■ **Source information**:

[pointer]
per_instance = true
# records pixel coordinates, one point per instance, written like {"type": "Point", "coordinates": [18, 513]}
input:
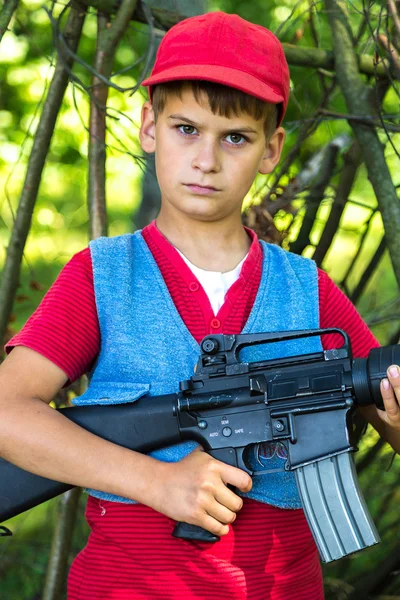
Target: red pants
{"type": "Point", "coordinates": [269, 554]}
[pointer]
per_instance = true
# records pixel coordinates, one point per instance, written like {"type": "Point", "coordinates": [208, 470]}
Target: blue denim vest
{"type": "Point", "coordinates": [146, 349]}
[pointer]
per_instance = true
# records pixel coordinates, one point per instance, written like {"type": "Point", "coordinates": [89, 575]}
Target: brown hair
{"type": "Point", "coordinates": [223, 101]}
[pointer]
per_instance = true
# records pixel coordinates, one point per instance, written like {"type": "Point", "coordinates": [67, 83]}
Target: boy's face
{"type": "Point", "coordinates": [206, 163]}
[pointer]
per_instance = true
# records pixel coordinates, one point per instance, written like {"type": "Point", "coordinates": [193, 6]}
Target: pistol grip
{"type": "Point", "coordinates": [186, 531]}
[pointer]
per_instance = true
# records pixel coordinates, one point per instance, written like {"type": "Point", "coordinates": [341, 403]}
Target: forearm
{"type": "Point", "coordinates": [390, 435]}
{"type": "Point", "coordinates": [39, 439]}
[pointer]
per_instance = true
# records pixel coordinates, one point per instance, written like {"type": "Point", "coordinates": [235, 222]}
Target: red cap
{"type": "Point", "coordinates": [225, 49]}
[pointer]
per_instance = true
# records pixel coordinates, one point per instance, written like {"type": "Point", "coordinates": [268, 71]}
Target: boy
{"type": "Point", "coordinates": [219, 90]}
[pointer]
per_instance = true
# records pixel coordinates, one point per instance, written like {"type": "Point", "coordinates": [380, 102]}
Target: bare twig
{"type": "Point", "coordinates": [358, 102]}
{"type": "Point", "coordinates": [351, 163]}
{"type": "Point", "coordinates": [369, 120]}
{"type": "Point", "coordinates": [37, 159]}
{"type": "Point", "coordinates": [6, 14]}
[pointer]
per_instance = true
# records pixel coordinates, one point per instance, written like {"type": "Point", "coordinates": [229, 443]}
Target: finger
{"type": "Point", "coordinates": [216, 527]}
{"type": "Point", "coordinates": [228, 498]}
{"type": "Point", "coordinates": [236, 477]}
{"type": "Point", "coordinates": [393, 374]}
{"type": "Point", "coordinates": [392, 409]}
{"type": "Point", "coordinates": [220, 513]}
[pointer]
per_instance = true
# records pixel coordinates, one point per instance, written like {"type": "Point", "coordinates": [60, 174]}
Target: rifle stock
{"type": "Point", "coordinates": [305, 402]}
{"type": "Point", "coordinates": [140, 426]}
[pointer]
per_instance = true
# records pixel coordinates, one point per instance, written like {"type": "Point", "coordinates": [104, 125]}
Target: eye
{"type": "Point", "coordinates": [237, 139]}
{"type": "Point", "coordinates": [186, 129]}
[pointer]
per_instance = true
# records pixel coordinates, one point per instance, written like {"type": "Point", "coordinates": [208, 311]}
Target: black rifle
{"type": "Point", "coordinates": [305, 402]}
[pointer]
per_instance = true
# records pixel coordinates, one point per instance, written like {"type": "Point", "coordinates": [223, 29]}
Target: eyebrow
{"type": "Point", "coordinates": [244, 129]}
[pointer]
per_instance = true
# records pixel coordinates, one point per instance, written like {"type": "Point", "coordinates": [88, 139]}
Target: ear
{"type": "Point", "coordinates": [147, 129]}
{"type": "Point", "coordinates": [273, 151]}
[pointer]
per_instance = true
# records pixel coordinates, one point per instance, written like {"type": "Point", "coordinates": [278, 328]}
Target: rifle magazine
{"type": "Point", "coordinates": [335, 507]}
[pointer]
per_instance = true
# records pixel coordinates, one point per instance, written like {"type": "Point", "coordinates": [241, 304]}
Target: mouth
{"type": "Point", "coordinates": [202, 190]}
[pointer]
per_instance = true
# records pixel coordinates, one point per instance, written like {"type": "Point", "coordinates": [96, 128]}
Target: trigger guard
{"type": "Point", "coordinates": [241, 464]}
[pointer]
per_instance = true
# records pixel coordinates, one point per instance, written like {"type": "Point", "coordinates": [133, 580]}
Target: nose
{"type": "Point", "coordinates": [206, 157]}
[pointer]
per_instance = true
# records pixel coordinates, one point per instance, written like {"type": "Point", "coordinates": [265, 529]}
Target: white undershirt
{"type": "Point", "coordinates": [214, 283]}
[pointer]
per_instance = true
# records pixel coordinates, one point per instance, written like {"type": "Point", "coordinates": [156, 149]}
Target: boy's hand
{"type": "Point", "coordinates": [390, 390]}
{"type": "Point", "coordinates": [194, 490]}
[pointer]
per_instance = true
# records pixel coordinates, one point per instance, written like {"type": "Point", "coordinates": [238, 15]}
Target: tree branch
{"type": "Point", "coordinates": [6, 15]}
{"type": "Point", "coordinates": [34, 171]}
{"type": "Point", "coordinates": [357, 99]}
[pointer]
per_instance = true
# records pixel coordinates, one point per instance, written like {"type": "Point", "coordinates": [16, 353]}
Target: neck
{"type": "Point", "coordinates": [213, 246]}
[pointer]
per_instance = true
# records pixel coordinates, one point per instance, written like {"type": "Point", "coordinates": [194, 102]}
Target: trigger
{"type": "Point", "coordinates": [240, 462]}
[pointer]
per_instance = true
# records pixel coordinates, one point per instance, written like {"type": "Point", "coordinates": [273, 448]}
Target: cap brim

■ **Try it**: When printing the entries, leave out the images and keep everything else exact.

■ **Answer space**:
[pointer]
per_instance = true
# records pixel coordinates, one point per instance, written like {"type": "Point", "coordinates": [18, 513]}
input:
Target: red pants
{"type": "Point", "coordinates": [269, 554]}
[pointer]
per_instance = true
# records pixel coordinates, one point per instance, written like {"type": "Point", "coordinates": [208, 470]}
Target: blue denim vest
{"type": "Point", "coordinates": [146, 349]}
[pointer]
per_instance = true
# records pixel coordinates, one point per instance, written like {"type": "Point", "coordinates": [89, 575]}
Target: brown hair
{"type": "Point", "coordinates": [223, 101]}
[pointer]
per_instance = true
# records pixel coordinates, one point per instance, written like {"type": "Point", "coordinates": [67, 83]}
Target: boy's face
{"type": "Point", "coordinates": [206, 163]}
[pointer]
per_instance = true
# records pixel coordinates, one point per instance, written like {"type": "Point", "coordinates": [193, 6]}
Target: pistol grip
{"type": "Point", "coordinates": [186, 531]}
[pointer]
per_instance = true
# records pixel coordinates, one point per instance, written like {"type": "Point", "coordinates": [341, 403]}
Target: forearm
{"type": "Point", "coordinates": [390, 435]}
{"type": "Point", "coordinates": [39, 439]}
[pointer]
per_instance = true
# records pixel coordinates, one point per instance, written like {"type": "Point", "coordinates": [235, 222]}
Target: red cap
{"type": "Point", "coordinates": [225, 49]}
[pointer]
per_instance = true
# records pixel coordinates, one point per instance, written like {"type": "Point", "coordinates": [268, 71]}
Target: boy
{"type": "Point", "coordinates": [219, 90]}
[pointer]
per_instance = true
# records pixel coordinates, one point per instance, written like {"type": "Point", "coordinates": [380, 102]}
Target: bare twig
{"type": "Point", "coordinates": [358, 102]}
{"type": "Point", "coordinates": [351, 163]}
{"type": "Point", "coordinates": [369, 120]}
{"type": "Point", "coordinates": [37, 159]}
{"type": "Point", "coordinates": [6, 14]}
[pointer]
per_instance = true
# records pixel coordinates, one point per instance, written like {"type": "Point", "coordinates": [229, 443]}
Target: finger
{"type": "Point", "coordinates": [216, 527]}
{"type": "Point", "coordinates": [228, 498]}
{"type": "Point", "coordinates": [236, 477]}
{"type": "Point", "coordinates": [393, 374]}
{"type": "Point", "coordinates": [392, 409]}
{"type": "Point", "coordinates": [220, 513]}
[pointer]
per_instance = true
# records pixel coordinates, one point per instance, written like {"type": "Point", "coordinates": [60, 174]}
Target: rifle stock
{"type": "Point", "coordinates": [305, 402]}
{"type": "Point", "coordinates": [140, 426]}
[pointer]
per_instance = true
# records pixel coordinates, one point per instance, written like {"type": "Point", "coordinates": [104, 125]}
Target: eye
{"type": "Point", "coordinates": [237, 139]}
{"type": "Point", "coordinates": [186, 129]}
[pointer]
per_instance = true
# records pixel coordinates, one point per instance, written like {"type": "Point", "coordinates": [208, 311]}
Target: black rifle
{"type": "Point", "coordinates": [305, 402]}
[pointer]
per_instance = true
# records pixel coordinates, one point per instance, written like {"type": "Point", "coordinates": [223, 29]}
Target: eyebrow
{"type": "Point", "coordinates": [244, 129]}
[pointer]
per_instance = true
# records pixel coordinates, one point per instance, written like {"type": "Point", "coordinates": [88, 139]}
Target: ear
{"type": "Point", "coordinates": [147, 129]}
{"type": "Point", "coordinates": [273, 151]}
[pointer]
per_instance = true
# records pixel coordinates, one point per instance, written like {"type": "Point", "coordinates": [278, 328]}
Target: rifle magazine
{"type": "Point", "coordinates": [335, 507]}
[pointer]
per_instance = true
# records pixel coordinates, one point per instance, written like {"type": "Point", "coordinates": [241, 304]}
Target: mouth
{"type": "Point", "coordinates": [202, 190]}
[pointer]
per_instance = true
# records pixel coordinates, one point per instance, written like {"type": "Point", "coordinates": [96, 128]}
Target: trigger guard
{"type": "Point", "coordinates": [241, 464]}
[pointer]
per_instance = true
# records pixel coordinates, one point per instance, written like {"type": "Point", "coordinates": [133, 580]}
Target: nose
{"type": "Point", "coordinates": [206, 157]}
[pointer]
per_instance = true
# records pixel coordinates, one point per instance, written like {"type": "Point", "coordinates": [265, 529]}
Target: white undershirt
{"type": "Point", "coordinates": [214, 283]}
[pointer]
per_instance = true
# records pixel coordinates, one point per instance, written like {"type": "Point", "coordinates": [156, 149]}
Target: boy's hand
{"type": "Point", "coordinates": [390, 390]}
{"type": "Point", "coordinates": [194, 490]}
[pointer]
per_instance = true
# records pixel coordinates, one point per instance, written like {"type": "Point", "coordinates": [238, 15]}
Target: tree branch
{"type": "Point", "coordinates": [6, 15]}
{"type": "Point", "coordinates": [34, 171]}
{"type": "Point", "coordinates": [357, 99]}
[pointer]
per_instance = true
# records pixel coordinates, one point per instance, written like {"type": "Point", "coordinates": [16, 353]}
Target: neck
{"type": "Point", "coordinates": [213, 246]}
[pointer]
per_instance = true
# records pixel coordinates, one point per instance, written like {"type": "Point", "coordinates": [194, 102]}
Target: trigger
{"type": "Point", "coordinates": [240, 462]}
[pointer]
per_instance = true
# records pixel coordinates, one point per instance, written like {"type": "Point", "coordinates": [273, 448]}
Target: cap brim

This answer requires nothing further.